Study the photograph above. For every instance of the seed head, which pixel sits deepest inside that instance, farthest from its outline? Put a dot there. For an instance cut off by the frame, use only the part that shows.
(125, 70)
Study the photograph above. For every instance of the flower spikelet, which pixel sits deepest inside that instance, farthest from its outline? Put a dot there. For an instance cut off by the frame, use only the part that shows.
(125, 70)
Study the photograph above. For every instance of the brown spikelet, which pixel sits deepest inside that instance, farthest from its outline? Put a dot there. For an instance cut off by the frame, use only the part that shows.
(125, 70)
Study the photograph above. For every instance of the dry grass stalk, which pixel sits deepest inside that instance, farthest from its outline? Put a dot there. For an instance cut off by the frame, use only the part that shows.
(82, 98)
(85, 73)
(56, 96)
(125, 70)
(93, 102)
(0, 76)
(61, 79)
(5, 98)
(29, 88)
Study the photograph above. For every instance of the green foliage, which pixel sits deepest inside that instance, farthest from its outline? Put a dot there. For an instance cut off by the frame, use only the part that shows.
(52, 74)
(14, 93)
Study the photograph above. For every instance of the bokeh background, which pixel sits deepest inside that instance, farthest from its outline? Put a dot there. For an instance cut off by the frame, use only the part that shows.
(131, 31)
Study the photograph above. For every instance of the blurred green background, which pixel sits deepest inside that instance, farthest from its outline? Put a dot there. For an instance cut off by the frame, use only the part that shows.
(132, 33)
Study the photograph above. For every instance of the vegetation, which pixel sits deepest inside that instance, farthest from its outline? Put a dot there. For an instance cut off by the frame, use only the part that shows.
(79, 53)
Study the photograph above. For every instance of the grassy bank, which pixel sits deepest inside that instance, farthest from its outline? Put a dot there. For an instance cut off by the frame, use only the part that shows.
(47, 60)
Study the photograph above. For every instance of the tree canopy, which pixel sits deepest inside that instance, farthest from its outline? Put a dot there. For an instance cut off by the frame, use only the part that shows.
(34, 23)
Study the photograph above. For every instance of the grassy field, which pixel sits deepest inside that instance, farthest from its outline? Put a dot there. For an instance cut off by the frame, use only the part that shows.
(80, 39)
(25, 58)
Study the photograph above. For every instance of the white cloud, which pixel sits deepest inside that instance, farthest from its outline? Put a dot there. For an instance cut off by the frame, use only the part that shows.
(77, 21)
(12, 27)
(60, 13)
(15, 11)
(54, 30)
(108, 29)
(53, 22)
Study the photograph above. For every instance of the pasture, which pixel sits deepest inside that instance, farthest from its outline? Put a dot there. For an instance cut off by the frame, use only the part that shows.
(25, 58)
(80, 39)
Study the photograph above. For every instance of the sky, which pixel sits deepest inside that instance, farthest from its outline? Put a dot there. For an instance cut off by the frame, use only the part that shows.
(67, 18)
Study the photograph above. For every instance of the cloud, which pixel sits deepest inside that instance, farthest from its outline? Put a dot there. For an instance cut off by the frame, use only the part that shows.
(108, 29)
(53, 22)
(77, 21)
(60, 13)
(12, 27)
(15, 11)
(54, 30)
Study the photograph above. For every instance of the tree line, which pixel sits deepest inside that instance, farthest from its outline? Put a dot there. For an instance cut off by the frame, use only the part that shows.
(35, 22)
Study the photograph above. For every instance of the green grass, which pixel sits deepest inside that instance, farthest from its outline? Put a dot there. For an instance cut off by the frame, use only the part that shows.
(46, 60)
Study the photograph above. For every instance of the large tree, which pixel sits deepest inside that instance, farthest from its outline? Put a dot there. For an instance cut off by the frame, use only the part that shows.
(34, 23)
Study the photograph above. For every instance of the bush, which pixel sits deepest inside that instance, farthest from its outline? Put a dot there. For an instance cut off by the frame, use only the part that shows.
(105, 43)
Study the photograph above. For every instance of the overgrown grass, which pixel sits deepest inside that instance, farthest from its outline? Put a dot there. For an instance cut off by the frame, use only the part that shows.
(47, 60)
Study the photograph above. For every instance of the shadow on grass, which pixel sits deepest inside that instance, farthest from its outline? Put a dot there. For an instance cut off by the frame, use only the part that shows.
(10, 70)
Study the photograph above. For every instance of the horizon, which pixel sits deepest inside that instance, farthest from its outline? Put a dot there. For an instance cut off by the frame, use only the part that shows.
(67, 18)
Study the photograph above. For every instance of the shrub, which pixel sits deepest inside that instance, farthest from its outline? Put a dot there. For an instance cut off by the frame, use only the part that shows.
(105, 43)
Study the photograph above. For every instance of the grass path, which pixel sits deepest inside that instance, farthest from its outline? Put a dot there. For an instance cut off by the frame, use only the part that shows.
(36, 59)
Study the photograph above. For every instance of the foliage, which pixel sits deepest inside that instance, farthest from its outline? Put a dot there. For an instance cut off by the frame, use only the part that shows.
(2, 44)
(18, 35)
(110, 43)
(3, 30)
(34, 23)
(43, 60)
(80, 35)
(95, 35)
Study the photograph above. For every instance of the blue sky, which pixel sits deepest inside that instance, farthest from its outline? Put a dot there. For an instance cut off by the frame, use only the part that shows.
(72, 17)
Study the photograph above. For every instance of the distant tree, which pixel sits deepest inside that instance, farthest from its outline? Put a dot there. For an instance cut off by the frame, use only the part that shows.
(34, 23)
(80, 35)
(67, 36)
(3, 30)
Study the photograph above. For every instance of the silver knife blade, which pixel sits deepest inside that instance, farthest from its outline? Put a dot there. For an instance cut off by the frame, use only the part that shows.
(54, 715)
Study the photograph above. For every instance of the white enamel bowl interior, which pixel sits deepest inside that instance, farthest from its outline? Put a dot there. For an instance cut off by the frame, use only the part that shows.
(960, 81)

● **Your goal**: Write out the entries above once more, without altering anything.

● **Problem solution**:
Study the photograph above. For every instance of the seed head, which pixel sits deepest inside that instance, farthest from its outline? Put a dot there. For an instance cut off by the frame, use only the part that shows.
(125, 70)
Study the photograph above. For every instance of the flower spikelet, which pixel sits deepest inside that instance, farthest from its outline? Put a dot there. For an instance cut off by the frame, use only the part that shows.
(125, 70)
Study the photograph above. For every instance of the brown spikelet, which pixel sits deepest inside that instance, farthest from its outline? Put a dot there. For an instance cut off by the frame, use only the part that shows.
(125, 70)
Study the photograph above. For every instance of the dry grass stalk, which pixel sits deepest inside that instance, farthest from its outline? Put a dot there. For an instance cut off by the frame, use only the part that shows.
(82, 98)
(85, 73)
(56, 96)
(125, 70)
(93, 102)
(0, 76)
(61, 79)
(5, 98)
(29, 88)
Study the photograph above. For every instance of the green foliage, which pixel sits deepest inside that instance, farthest from its outline? Put a dot there. For an instance cut off by the frame, use only the part that shows.
(52, 74)
(14, 93)
Study the photograph above. For every instance of the bokeh background, which pixel sits deepest inside that instance, farthest from its outline? Put a dot there. For an instance cut off by the frame, use only the part that shows.
(131, 31)
Study the photograph above. For every instance of the blurred green background, which pixel sits deepest inside that instance, farthest from its outline? Put a dot there. For an instance cut off by the frame, use only the part that shows.
(132, 33)
Study the photograph above. For every instance of the vegetation, which pixel sits deepest inside that instance, farthest from its outline? Put a dot there. For an instance cut off by the frame, use only the part that shows.
(79, 53)
Study the photograph above. For every instance of the grassy bank, which pixel sits deepest inside that instance, farthest from its outline? Put a dot there. For an instance cut off by the frame, use only the part that shows.
(47, 60)
Study the photograph above. For every instance of the tree canopy, which pixel sits deepest inside that instance, farthest from its outline? Put a dot there. For an instance cut off by the frame, use only the part that shows.
(34, 23)
Study the photograph above. For every instance of the grassy field, which pixel sits deepest inside that instance, farthest from its outline? Put a dot there. For an instance cut off by the frame, use only the part that shows.
(80, 39)
(25, 58)
Study the photograph above. For every instance of the white cloud, which pixel sits deepest inside that instance, farthest from its outline? Put a dot there. For an instance cut off by the frame, use only the part that shows.
(77, 21)
(12, 27)
(60, 13)
(15, 11)
(54, 30)
(108, 29)
(53, 22)
Study the photograph above. For every instance of the pasture, which pixel sits deepest inside that instance, farthest from its outline? Put a dot there. For an instance cut off by the frame, use only the part that shows.
(25, 58)
(80, 39)
Study the photograph above. For every instance of the sky, which pixel sits deepest inside that instance, farthest from its outline? Put a dot there. For an instance cut off by the frame, use only the part that shows.
(67, 18)
Study the photograph above. For every instance of the cloud, which pixel sits deepest inside that instance, farthest from its outline? Put a dot there. For an instance cut off by the frame, use only the part that shows.
(108, 29)
(53, 22)
(77, 21)
(60, 13)
(12, 27)
(15, 11)
(54, 30)
Study the photograph above. For every instance of the tree line, which pixel sits deepest inside that instance, farthest from its outline? Put a dot there. For an instance cut off by the frame, use only the part that shows.
(35, 22)
Study the photograph above. For every instance of the green grass, which pixel sits deepest inside that instance, farthest from its outline? Put a dot there. For an instance cut off by the frame, use only the part that shows.
(46, 60)
Study the photograph above. For every instance of the large tree, which pixel sits deepest inside that instance, farthest from its outline? Put a dot there. For an instance cut off by the frame, use only the part that shows.
(34, 23)
Study the photograph above. For every instance of the bush, which pixel sits deepest inside that instance, farthest from its outline? Put a dot there. For an instance cut off by the frame, use only the part that shows.
(105, 43)
Study the photograph above. For every instance of the overgrown grass, which pixel sits deepest inside that instance, farthest from its outline? Put a dot there. For an instance cut off by the frame, use only the part that shows.
(47, 60)
Study the photograph above. For every instance of the shadow on grass, which pixel sits deepest inside that instance, farthest from its outline? Put a dot there. For an instance cut off by the frame, use only the part that shows.
(10, 70)
Study the photograph above. For every instance of the horizon, which pixel sits deepest inside that instance, farthest from its outline? Put a dot there. For an instance cut off by the frame, use only the part that shows.
(67, 18)
Study the photograph above. For every instance of the shrub, which pixel sits deepest inside that instance, farthest from its outline? Put a dot there. For an instance cut off by the frame, use only the part that shows.
(105, 43)
Study the photograph above. For every instance of the grass path, which pixel sits deepest inside that instance, farthest from its outline? Put a dot there. For an instance cut off by the frame, use only the part that shows.
(36, 59)
Study the photograph above. For every instance of the foliage, which pixel sits deepest inside that instance, farthest from its outline? Put a dot there. For an instance cut off by the frame, use only the part that shows.
(2, 44)
(18, 35)
(110, 43)
(3, 30)
(34, 23)
(43, 60)
(80, 35)
(95, 35)
Study the photograph above. For every instance of the blue sky, which pixel sits deepest inside that instance, farthest from its outline? Put a dot there. For an instance cut off by the frame, use only the part that shows.
(72, 17)
Study the photograph above. For every instance of the distant tree, which pixel sits deepest inside that instance, farthest from its outline? Put a dot there. For an instance cut off by the frame, use only the part that shows.
(34, 23)
(80, 35)
(67, 36)
(3, 30)
Study the photograph above. For every instance of the silver knife blade, which pixel sits deepest inside that instance, farthest from its outline? Put a dot there. For an instance cut off by the frame, use only the part that shows.
(54, 715)
Study the photograph above. For every instance of the white enamel bowl interior, which pixel sits deepest inside that instance, farthest from its outline? Put a dot there. For an instance cut off by the frame, use only the part that shows.
(960, 81)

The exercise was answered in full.